Retype exactly the lines from the one containing "the chainsaw chain" through the last line of the records below, including both, and leave out any pictures.

═════ The input

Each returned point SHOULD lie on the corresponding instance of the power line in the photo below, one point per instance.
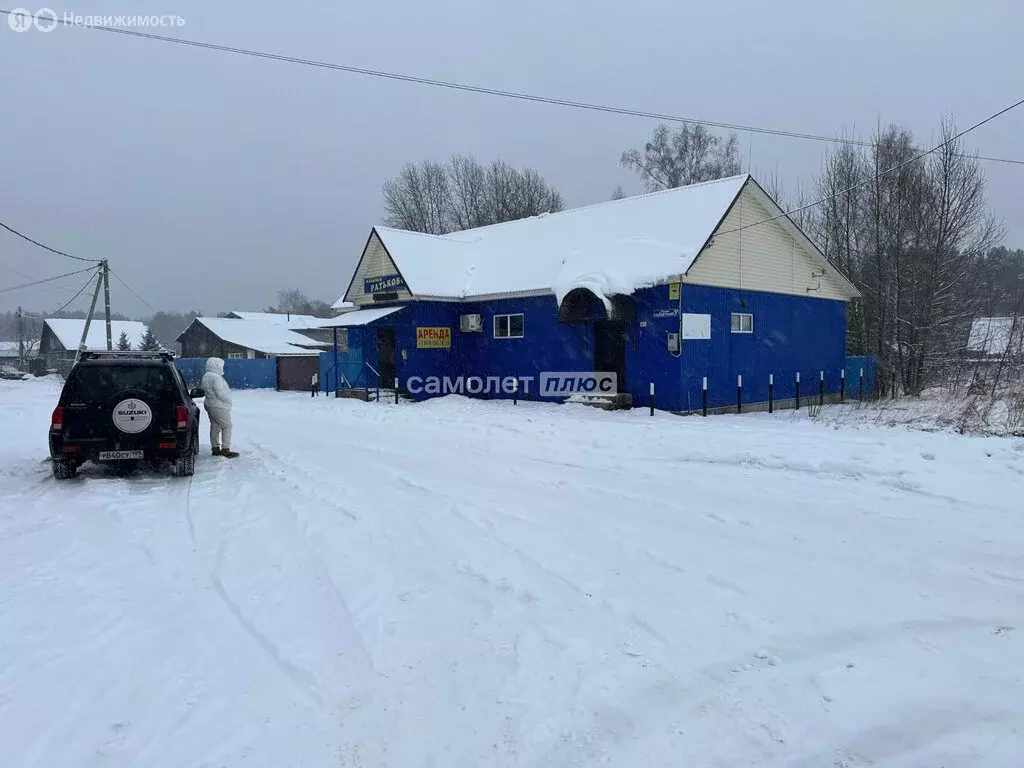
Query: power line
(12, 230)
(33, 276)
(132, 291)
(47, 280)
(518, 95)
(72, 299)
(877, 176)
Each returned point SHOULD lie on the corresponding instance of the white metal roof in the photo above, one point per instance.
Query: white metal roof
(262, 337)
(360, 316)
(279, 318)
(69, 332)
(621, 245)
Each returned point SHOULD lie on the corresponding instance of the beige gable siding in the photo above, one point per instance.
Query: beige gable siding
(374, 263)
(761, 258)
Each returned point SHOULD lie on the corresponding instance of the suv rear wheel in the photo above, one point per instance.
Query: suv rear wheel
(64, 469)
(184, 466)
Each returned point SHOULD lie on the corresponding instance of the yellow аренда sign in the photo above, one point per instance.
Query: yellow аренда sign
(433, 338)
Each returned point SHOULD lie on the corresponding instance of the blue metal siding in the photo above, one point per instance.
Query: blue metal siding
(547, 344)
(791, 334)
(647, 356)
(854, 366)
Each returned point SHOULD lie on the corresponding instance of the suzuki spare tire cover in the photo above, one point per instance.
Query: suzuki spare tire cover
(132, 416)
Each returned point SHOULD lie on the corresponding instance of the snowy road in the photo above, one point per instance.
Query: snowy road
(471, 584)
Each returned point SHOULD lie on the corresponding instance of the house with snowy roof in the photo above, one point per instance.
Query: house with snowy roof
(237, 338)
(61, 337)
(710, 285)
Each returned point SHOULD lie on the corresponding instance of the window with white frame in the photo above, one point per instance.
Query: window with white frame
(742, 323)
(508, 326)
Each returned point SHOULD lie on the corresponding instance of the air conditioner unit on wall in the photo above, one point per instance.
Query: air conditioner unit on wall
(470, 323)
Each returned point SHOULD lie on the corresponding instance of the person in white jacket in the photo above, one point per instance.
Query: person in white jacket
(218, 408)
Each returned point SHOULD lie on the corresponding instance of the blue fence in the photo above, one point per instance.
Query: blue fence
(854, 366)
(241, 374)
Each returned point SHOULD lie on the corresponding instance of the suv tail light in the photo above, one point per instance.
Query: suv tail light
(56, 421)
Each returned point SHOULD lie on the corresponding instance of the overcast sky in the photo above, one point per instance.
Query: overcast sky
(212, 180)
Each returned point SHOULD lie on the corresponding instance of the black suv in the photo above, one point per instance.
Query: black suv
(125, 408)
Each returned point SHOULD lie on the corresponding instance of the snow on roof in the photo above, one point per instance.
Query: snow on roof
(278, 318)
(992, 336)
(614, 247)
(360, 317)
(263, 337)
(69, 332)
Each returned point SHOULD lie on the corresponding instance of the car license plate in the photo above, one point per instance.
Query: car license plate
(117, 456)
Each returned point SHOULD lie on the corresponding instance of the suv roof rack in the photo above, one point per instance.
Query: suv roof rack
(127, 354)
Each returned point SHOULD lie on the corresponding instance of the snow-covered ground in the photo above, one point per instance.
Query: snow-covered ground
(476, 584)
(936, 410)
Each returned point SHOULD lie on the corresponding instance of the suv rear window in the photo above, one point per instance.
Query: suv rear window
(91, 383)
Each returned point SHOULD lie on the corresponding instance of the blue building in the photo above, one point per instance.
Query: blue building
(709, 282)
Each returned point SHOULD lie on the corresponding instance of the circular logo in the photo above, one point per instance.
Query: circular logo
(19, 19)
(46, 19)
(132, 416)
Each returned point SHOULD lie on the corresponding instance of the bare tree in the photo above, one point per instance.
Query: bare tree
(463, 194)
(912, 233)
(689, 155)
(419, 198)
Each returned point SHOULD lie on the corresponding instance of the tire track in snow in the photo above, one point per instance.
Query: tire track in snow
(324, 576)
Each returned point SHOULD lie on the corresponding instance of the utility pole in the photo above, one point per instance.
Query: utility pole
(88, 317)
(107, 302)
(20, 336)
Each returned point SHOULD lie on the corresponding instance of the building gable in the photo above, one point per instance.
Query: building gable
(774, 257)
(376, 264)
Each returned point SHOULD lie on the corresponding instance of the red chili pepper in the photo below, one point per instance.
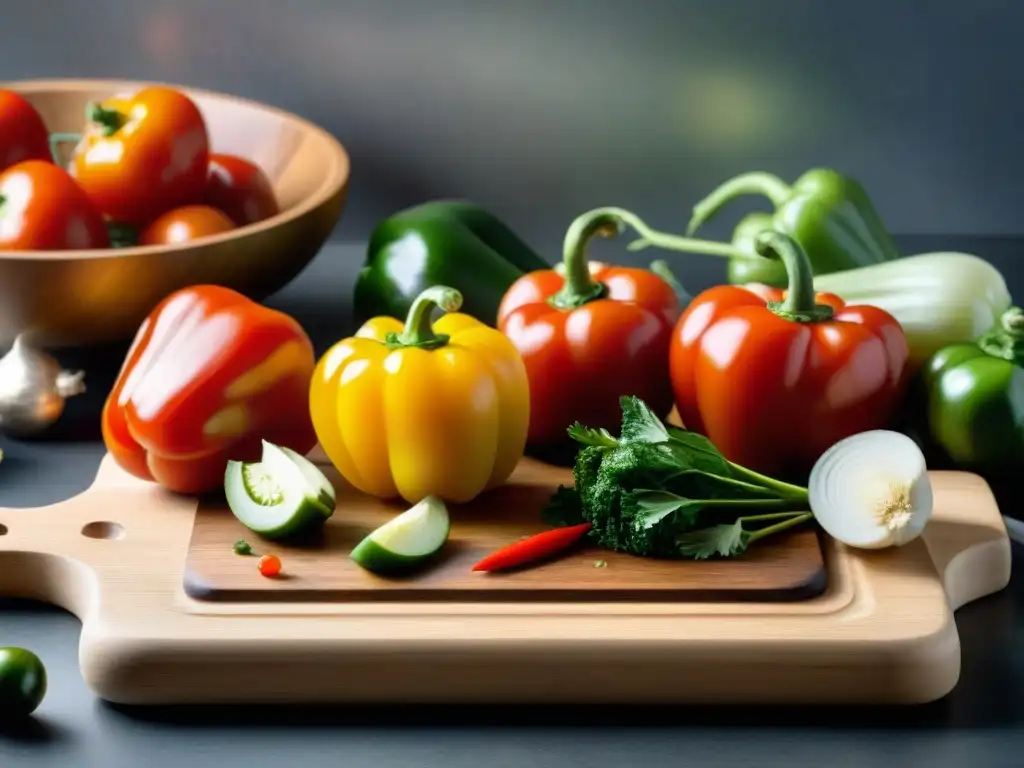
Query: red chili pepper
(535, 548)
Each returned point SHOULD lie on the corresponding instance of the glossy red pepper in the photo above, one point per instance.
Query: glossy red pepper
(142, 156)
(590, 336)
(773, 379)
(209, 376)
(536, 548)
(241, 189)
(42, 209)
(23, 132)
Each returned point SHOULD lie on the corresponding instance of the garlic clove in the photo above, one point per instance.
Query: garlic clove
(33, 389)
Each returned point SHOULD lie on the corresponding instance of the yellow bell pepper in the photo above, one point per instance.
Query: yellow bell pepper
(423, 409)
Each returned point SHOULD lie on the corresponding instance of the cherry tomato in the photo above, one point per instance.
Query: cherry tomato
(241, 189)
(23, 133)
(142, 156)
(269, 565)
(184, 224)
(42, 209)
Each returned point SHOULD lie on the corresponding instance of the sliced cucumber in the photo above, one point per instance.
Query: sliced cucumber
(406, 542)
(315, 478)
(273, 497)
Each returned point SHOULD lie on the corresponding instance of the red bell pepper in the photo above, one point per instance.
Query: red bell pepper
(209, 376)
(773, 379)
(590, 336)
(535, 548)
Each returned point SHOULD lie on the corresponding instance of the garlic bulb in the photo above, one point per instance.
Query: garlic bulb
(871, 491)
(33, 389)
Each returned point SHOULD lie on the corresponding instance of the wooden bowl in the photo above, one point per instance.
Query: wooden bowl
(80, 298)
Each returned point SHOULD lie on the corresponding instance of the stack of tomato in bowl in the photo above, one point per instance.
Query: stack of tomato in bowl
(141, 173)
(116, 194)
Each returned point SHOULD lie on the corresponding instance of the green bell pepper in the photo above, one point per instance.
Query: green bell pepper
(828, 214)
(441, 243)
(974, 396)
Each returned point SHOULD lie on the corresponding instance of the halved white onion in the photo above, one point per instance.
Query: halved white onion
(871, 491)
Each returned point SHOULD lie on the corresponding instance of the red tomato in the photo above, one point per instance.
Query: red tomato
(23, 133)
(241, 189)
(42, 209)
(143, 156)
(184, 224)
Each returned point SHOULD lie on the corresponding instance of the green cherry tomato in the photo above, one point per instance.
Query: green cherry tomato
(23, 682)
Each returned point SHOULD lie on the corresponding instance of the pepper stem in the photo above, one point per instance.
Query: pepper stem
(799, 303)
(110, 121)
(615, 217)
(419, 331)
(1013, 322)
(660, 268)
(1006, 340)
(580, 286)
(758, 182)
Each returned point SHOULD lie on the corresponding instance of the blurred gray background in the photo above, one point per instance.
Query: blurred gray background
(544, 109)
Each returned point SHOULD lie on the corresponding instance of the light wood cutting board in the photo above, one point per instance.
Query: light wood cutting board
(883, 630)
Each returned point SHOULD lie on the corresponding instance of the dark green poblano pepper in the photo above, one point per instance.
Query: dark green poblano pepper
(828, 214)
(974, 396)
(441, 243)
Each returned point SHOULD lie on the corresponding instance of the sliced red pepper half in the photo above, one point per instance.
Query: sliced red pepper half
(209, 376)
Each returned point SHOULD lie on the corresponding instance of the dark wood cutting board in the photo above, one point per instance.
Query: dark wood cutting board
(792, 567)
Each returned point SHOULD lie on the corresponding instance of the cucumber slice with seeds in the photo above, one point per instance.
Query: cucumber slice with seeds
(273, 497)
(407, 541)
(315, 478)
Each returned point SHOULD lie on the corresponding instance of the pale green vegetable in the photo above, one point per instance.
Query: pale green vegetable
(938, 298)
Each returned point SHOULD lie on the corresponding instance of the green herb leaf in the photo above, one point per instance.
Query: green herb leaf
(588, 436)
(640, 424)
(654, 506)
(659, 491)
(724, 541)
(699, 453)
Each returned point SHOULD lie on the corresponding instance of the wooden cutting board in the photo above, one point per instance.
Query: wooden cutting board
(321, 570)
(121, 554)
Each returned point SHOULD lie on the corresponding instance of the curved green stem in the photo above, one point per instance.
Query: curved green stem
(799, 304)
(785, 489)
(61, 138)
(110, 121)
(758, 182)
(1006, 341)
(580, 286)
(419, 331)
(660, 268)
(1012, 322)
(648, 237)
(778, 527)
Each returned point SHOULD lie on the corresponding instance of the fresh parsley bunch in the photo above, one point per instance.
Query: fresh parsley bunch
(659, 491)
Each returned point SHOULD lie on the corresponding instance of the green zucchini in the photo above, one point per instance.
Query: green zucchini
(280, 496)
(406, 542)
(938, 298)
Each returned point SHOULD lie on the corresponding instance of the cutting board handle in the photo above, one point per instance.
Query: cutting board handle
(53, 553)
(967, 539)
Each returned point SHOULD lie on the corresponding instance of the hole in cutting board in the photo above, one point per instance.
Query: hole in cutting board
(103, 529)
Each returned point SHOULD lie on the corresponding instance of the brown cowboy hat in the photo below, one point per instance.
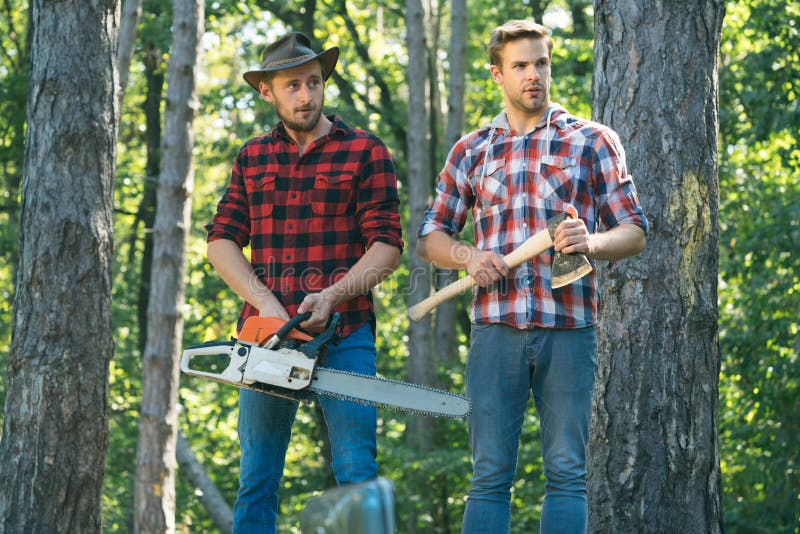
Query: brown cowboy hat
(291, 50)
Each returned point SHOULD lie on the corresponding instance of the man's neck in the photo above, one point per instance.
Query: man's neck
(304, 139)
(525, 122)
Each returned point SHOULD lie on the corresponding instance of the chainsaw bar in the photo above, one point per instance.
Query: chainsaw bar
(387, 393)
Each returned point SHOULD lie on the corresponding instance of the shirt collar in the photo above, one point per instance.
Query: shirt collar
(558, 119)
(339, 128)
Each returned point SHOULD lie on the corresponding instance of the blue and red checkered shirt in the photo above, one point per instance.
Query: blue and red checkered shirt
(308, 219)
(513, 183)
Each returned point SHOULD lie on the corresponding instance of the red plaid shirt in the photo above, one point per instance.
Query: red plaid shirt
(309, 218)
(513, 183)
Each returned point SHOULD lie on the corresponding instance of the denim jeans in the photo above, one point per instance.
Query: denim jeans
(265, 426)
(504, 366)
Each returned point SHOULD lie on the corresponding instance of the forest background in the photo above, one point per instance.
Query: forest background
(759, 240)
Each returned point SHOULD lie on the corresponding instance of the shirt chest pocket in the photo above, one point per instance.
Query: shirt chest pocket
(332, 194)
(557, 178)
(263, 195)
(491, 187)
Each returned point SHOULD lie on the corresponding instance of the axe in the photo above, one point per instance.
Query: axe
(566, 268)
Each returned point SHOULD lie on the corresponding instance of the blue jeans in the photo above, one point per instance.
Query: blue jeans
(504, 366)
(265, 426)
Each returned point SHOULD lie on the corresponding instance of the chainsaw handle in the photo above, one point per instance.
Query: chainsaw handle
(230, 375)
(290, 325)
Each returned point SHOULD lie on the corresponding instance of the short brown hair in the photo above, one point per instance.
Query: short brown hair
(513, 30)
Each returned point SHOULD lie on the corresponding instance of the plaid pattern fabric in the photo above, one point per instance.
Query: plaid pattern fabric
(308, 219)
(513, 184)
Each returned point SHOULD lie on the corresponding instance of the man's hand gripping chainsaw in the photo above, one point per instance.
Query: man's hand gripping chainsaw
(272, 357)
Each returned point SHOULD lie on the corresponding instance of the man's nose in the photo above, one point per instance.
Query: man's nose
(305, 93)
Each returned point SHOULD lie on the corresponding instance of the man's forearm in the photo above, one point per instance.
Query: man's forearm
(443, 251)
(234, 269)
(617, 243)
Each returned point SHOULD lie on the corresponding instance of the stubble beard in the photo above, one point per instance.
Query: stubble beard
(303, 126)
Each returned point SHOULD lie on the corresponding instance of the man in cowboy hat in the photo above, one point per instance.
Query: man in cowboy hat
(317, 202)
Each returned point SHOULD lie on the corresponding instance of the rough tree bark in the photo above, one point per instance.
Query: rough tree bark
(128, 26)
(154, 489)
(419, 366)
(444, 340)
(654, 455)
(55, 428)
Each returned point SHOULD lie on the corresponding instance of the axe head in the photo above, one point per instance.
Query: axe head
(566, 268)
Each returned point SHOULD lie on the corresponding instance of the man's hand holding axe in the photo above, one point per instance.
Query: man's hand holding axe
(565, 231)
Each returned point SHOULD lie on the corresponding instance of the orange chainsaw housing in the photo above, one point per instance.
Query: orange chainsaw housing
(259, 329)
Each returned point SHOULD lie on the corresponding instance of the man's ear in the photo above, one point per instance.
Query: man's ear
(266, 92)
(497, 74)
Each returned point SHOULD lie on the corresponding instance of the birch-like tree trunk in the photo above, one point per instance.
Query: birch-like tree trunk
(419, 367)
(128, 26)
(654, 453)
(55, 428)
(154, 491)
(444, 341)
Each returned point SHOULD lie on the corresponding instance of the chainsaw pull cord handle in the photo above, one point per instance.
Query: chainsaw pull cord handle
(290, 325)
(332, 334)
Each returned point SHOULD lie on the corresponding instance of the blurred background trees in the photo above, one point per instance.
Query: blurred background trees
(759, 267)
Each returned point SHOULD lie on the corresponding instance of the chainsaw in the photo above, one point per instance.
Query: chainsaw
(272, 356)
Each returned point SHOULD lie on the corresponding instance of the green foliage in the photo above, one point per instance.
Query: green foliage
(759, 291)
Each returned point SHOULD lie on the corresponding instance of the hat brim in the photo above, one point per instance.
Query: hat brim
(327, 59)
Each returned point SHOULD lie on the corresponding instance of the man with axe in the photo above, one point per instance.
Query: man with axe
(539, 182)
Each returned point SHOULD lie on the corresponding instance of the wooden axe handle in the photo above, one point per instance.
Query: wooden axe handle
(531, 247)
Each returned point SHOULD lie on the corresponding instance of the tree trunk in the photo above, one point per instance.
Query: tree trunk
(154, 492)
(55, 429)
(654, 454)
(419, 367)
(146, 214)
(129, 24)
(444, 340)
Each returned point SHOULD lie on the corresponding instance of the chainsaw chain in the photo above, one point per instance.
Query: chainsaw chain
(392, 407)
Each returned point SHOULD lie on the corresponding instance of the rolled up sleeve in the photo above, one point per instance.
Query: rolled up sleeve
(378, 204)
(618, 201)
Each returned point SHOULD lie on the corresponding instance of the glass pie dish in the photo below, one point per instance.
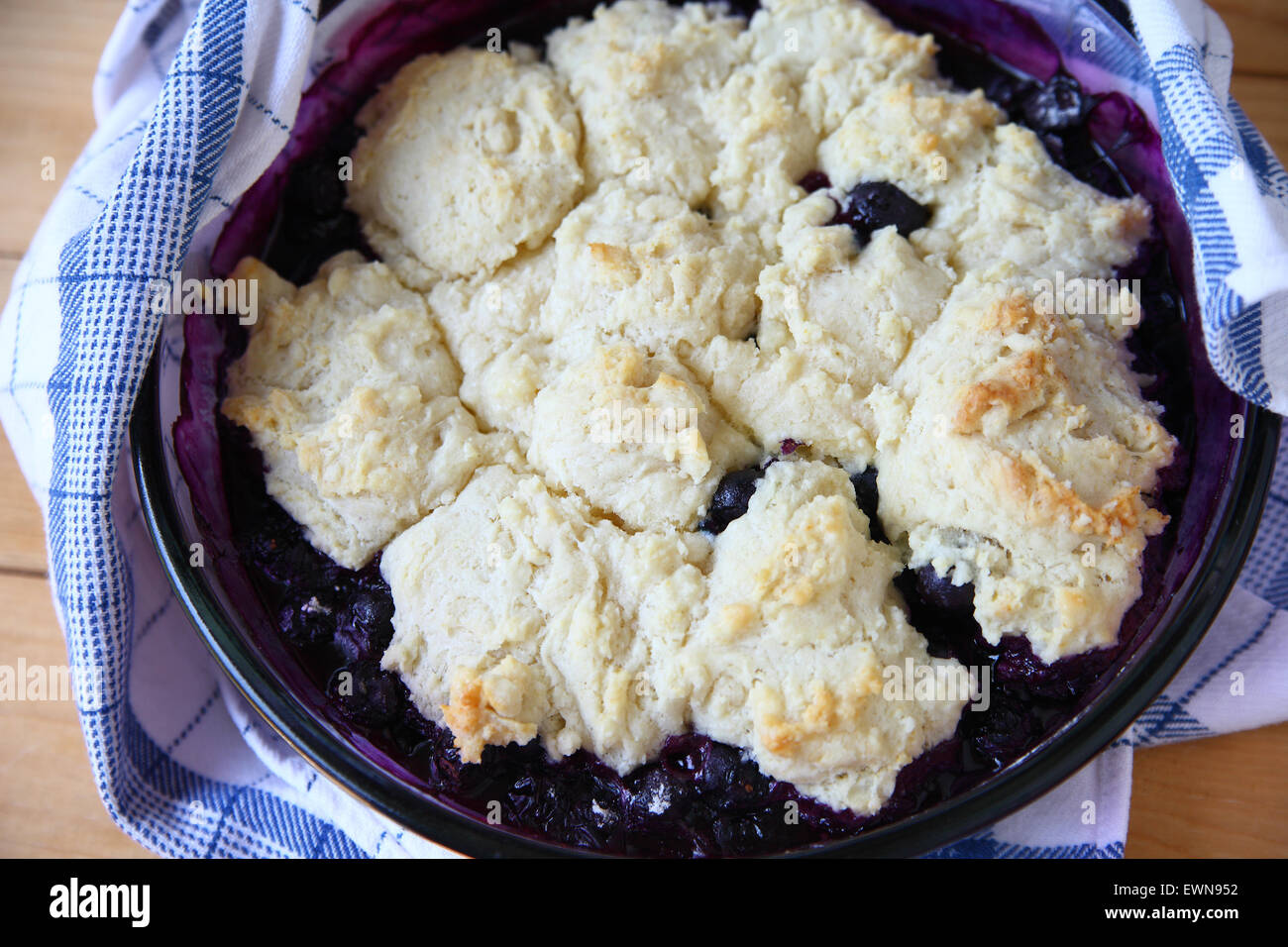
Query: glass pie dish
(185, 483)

══════════

- Problem solution -
Each returned point SHOULD lie on the corresponding instance of the chainsaw chain in the photo above, one point per instance.
Query: chainsaw chain
(392, 407)
Each returned point SHOULD lie on the corresponding instance of the rolled up sleeve in the photo above, one point per instance.
Query: rolled up sleeve
(378, 204)
(618, 201)
Each returned point SHOULD lie on the corresponding instance of the glass pie dish in the photo below, one point per instance.
Query: glass pie dish
(185, 483)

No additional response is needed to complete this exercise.